Data extract.
★ ★ ★ ★ ★ ★ ★
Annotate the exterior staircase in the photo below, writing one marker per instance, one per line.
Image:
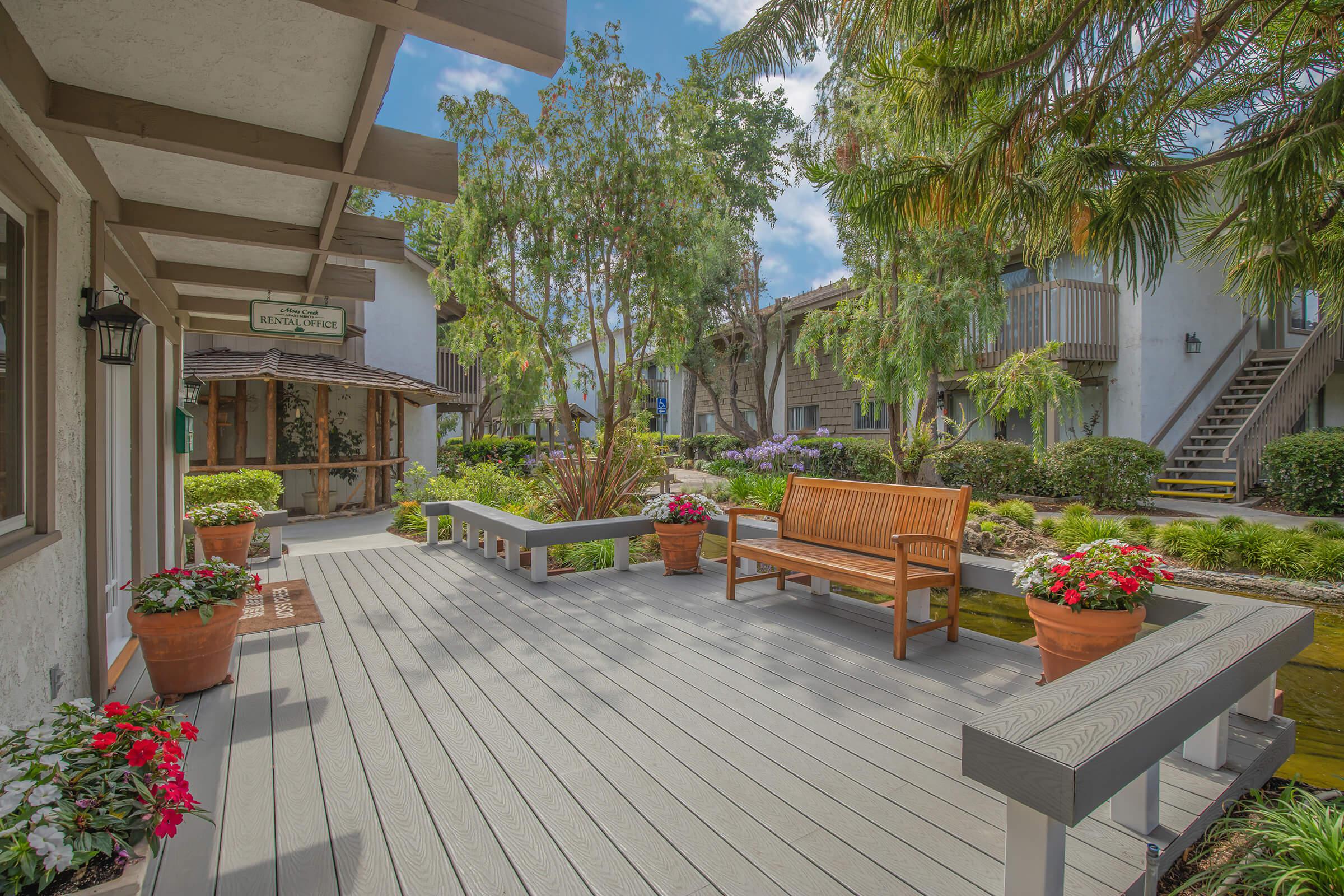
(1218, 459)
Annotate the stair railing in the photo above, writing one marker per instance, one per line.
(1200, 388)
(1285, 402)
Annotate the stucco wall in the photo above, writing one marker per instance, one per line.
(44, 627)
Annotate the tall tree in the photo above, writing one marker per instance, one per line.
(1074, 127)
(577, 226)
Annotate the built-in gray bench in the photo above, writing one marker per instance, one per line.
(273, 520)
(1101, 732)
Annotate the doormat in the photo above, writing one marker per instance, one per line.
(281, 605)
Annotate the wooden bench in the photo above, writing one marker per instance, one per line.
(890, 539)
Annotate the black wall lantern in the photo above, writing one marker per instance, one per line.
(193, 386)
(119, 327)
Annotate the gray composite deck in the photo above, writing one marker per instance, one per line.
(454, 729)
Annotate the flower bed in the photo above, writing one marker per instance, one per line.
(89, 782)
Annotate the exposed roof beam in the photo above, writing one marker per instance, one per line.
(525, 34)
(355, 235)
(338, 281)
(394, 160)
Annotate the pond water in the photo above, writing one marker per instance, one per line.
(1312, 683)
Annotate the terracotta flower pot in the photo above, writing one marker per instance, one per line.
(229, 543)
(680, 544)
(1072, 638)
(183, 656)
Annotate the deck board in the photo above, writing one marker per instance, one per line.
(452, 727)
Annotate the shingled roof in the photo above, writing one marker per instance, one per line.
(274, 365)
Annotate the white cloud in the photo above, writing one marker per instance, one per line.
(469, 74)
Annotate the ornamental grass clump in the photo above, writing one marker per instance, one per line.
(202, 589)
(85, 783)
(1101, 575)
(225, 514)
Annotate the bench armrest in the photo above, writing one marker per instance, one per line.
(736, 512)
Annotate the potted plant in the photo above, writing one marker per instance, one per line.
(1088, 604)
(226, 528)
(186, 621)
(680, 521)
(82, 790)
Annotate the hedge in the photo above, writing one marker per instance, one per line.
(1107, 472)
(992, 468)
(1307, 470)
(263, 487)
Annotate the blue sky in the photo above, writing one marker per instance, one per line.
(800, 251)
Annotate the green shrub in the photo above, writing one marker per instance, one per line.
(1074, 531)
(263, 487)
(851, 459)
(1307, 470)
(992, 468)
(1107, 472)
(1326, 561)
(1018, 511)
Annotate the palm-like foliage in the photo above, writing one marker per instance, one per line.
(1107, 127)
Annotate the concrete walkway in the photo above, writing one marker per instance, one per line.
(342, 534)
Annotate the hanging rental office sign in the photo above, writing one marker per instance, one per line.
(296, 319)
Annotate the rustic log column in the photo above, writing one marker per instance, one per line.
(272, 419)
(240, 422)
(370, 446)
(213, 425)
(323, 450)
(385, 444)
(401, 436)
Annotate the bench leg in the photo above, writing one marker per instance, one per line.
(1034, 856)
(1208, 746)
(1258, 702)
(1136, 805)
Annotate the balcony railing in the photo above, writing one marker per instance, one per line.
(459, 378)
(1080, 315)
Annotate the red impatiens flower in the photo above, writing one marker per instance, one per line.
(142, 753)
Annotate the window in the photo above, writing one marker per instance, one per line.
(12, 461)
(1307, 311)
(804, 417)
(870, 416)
★ ★ ★ ★ ★ ★ ★
Copy the records verbatim, from the line containing "Annotate the potted" through the line containing "(1136, 805)", with both of those lines included.

Annotate the potted plant in the photo above, writing one marker per instance, one per line.
(1088, 604)
(226, 528)
(186, 621)
(680, 521)
(82, 790)
Annotate the hedge in the photo above, writing one marker per instance, one per line.
(1107, 472)
(992, 468)
(1307, 470)
(263, 487)
Annotate the blue sky in the photo above, writing one marker per instance, one per line.
(800, 251)
Annotate the green shrub in the photo above, writing one marker per instance, one per line.
(1074, 531)
(263, 487)
(851, 459)
(1307, 470)
(992, 468)
(1107, 472)
(1326, 561)
(1018, 511)
Annotate the palm-like foliage in the photo above, writing one marker per instance, one per line.
(1107, 127)
Annotate the concrete walkway in the photo above, writing one marker per instance, one per line.
(342, 534)
Annotate the hanging rental office sign in the photo above, writing one marker per instance, one per line.
(296, 319)
Annotate the rustic log column in the photo above, writing one marker per instance, one per line.
(272, 419)
(240, 422)
(370, 446)
(213, 425)
(323, 450)
(385, 444)
(401, 436)
Annotate the bench leg in the photo above, writing one marker per instance, one per line.
(1034, 856)
(1208, 746)
(1258, 702)
(1136, 805)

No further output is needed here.